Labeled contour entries

________________

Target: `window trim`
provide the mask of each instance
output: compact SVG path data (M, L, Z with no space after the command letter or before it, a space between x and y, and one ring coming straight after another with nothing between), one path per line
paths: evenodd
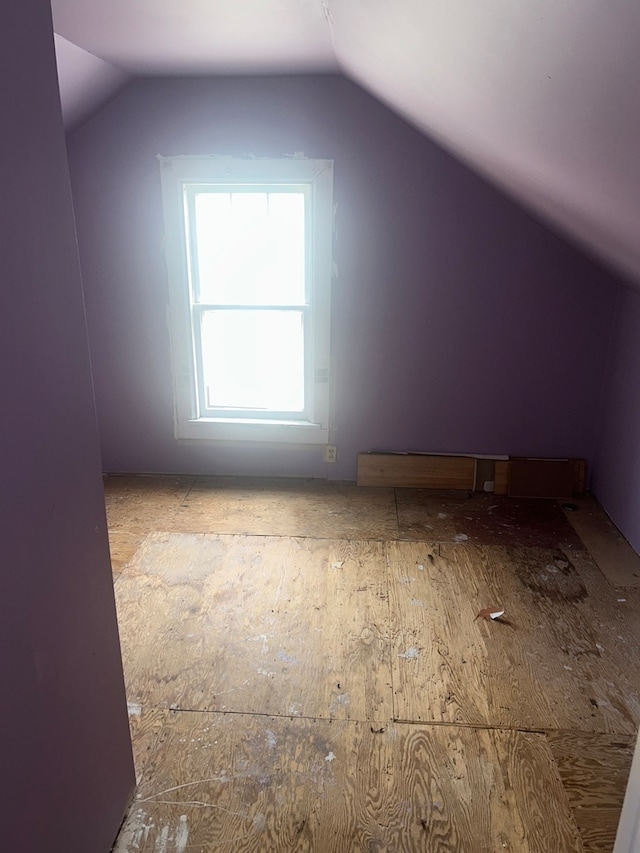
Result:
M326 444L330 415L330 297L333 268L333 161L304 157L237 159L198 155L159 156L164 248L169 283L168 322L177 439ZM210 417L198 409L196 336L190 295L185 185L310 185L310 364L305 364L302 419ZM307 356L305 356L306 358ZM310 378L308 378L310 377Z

________________

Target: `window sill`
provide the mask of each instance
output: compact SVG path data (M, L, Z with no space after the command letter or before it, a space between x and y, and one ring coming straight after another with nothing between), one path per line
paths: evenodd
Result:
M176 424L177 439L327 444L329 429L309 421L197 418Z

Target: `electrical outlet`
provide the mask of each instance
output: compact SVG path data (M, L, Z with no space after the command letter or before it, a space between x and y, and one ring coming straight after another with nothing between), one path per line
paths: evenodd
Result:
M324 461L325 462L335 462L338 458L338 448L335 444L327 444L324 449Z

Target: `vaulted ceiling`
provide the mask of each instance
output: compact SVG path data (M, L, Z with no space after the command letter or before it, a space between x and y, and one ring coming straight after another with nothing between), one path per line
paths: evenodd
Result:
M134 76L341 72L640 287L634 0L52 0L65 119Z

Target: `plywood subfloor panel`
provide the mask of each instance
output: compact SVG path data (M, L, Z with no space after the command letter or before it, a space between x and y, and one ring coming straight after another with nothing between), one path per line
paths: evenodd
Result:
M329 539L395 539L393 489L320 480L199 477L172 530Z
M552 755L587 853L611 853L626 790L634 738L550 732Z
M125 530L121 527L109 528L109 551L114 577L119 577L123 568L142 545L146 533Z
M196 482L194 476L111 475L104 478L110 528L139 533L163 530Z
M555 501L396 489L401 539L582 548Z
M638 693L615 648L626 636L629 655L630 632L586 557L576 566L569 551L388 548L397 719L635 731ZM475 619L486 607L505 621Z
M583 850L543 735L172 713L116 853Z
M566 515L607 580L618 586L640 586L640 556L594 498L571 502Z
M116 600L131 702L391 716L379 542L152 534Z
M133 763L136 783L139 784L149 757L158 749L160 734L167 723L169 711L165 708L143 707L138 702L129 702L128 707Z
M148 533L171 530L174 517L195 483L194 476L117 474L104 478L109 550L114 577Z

________________

• To be done
Pull out each line of the entries above that includes the string "Target".

• Full answer
Target: `window trim`
Target: `window sill`
Target: `electrical outlet`
Target: `vaulted ceiling`
Target: `plywood subfloor panel`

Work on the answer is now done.